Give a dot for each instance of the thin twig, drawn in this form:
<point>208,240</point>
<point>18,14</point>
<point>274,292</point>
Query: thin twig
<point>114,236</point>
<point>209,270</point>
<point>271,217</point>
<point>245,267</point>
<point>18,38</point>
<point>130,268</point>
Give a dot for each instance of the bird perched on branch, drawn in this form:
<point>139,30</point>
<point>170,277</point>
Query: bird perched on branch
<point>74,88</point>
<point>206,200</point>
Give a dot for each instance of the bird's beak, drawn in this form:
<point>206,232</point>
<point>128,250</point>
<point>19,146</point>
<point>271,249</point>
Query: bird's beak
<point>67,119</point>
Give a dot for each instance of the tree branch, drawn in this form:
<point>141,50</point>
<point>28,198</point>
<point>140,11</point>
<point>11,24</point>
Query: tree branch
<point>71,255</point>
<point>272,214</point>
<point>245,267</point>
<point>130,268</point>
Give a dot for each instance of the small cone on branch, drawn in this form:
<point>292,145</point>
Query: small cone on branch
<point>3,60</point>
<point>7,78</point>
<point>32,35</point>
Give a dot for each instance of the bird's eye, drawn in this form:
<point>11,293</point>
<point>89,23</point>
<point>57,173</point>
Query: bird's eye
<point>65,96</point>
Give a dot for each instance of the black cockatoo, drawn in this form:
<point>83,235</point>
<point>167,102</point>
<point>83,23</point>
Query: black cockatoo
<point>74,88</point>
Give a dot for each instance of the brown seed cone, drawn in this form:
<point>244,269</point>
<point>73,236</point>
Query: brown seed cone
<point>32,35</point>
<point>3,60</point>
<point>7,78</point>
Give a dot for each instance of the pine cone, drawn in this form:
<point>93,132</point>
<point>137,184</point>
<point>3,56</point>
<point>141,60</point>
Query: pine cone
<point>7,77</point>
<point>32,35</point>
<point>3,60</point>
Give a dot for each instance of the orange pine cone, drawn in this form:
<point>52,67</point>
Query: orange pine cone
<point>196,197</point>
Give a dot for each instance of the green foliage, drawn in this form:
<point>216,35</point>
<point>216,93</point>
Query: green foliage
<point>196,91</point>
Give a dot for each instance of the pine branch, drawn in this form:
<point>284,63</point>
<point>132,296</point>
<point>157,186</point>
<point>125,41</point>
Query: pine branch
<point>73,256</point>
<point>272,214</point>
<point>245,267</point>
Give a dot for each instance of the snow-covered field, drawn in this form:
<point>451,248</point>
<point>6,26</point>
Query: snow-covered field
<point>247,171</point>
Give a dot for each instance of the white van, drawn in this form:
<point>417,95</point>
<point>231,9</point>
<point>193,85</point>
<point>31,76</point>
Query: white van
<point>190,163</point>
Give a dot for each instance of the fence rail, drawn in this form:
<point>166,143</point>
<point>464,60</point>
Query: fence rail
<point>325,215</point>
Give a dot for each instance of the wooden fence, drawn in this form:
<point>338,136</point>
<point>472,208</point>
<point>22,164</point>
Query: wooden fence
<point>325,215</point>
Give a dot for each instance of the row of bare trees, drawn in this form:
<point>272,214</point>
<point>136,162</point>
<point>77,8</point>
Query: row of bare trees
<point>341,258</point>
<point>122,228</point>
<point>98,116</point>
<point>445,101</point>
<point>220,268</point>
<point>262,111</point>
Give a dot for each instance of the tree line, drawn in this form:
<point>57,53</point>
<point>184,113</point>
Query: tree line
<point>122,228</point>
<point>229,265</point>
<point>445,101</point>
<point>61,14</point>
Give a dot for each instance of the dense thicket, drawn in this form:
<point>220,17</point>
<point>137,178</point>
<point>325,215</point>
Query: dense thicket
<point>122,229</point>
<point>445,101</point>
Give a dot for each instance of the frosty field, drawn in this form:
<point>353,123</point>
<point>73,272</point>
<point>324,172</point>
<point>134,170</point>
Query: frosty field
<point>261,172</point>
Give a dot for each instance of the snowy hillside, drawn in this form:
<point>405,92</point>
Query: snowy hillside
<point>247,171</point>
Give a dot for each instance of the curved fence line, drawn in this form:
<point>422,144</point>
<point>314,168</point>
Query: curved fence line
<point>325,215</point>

########################################

All lines from the line containing "Give a dot for each instance of the frosty" through the end of the listing above are to be duplicated exactly; include both ends and nothing further.

Give a dot for each instance of the frosty field, drawn in this form:
<point>353,123</point>
<point>73,272</point>
<point>324,172</point>
<point>134,170</point>
Query: frosty field
<point>261,172</point>
Give a dot for each instance of the snowy hillside, drawn in this form:
<point>405,92</point>
Query: snowy hillside
<point>247,171</point>
Give a dot for each instance of the curved fence line, drawn in this form:
<point>422,144</point>
<point>314,168</point>
Query: curved fence line
<point>325,215</point>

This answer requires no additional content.